_PASSAGE SHOWN_.
※ ※ ※

California Court Affirms Private Utility's Broad Access

On August 2, 2004, the California Court of Appeal ruled in Bello v. ABA Energy Corporation, that an energy company was not required to obtain landowner consent before installing a gas pipeline in a "public right of way" on private property. The ruling could prove significant for energy providers or other utility services who build and install pipelines or other transmission infrastructure using public rights-of-way particularly in rural parts of the State. The scope of permitted uses for public rights-of-way has been largely untested in California law since the turn of the prior century but has great currency as California continues to grow and urbanize.

The plaintiffs in Bello were owners of large tracts of agricultural land in Solano County. At issue was a thirty-foot wide strip of those landholdings that was subject to a public right-of-way in favor of Solano County. Solano County had paved a road on part of the right-of-way, and the balance remained unpaved. ABA Energy sought to use the unpaved portion of the right-of-way to construct a four-mile pipeline to connect its natural gas wells with Pacific Gas & Electric Company's metering station. After obtaining a right-of-way encroachment permit from Solano County, ABA Energy constructed the pipeline. ABA Energy did not obtain the landowners' permission. After construction, the landowners sued alleging that the pipeline constituted a trespass. The landowners sought damages and an injunction requiring ABA Energy to remove the pipeline.

After a non-jury trial, the trial court ruled that ABA Energy had trespassed on the landowners' property. According to the trial court, the pipeline was not a proper use of the right-of-way because it was not "incidental to the road purposes for which the right-of-way was acquired by the county." In other words, the right-of-way permitting road construction did not authorize installation of a natural gas pipeline. According to the trial court, ABA Energy was required to obtain the landowners' consent to install the pipeline. Having failed to obtain the landowners' consent, ABA Energy had trespassed. The trial court awarded the landowners nominal damages.[fn1] ABA Energy appealed.

※ ※ ※

_MATERIAL PROVIDED_.
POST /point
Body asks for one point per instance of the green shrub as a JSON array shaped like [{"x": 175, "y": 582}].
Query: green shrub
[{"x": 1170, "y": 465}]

※ ※ ※

_TASKS_.
a – Answer these questions from the article on Bello v. ABA Energy:
(i) On what date did the California Court of Appeal issue its ruling?
(ii) How wide was the strip of land subject to the public right-of-way?
(iii) What kind of damages did the trial court award the landowners?
b – Translate this sentence from the article on Bello v. ABA Energy into Spanish: "After obtaining a right-of-way encroachment permit from Solano County, ABA Energy constructed the pipeline."
c – List every court, company, or government body that the article on Bello v. ABA Energy mentions by name.
The listing isn't needed for this work.

_TASK-BY-TASK SOLUTIONS_.
a –
(i) August 2, 2004
(ii) Thirty feet
(iii) Nominal damages

b – Después de obtener del condado de Solano un permiso de ocupación del derecho de paso, ABA Energy construyó la tubería.

c –
California Court of Appeal
ABA Energy Corporation
Solano County
Pacific Gas & Electric Company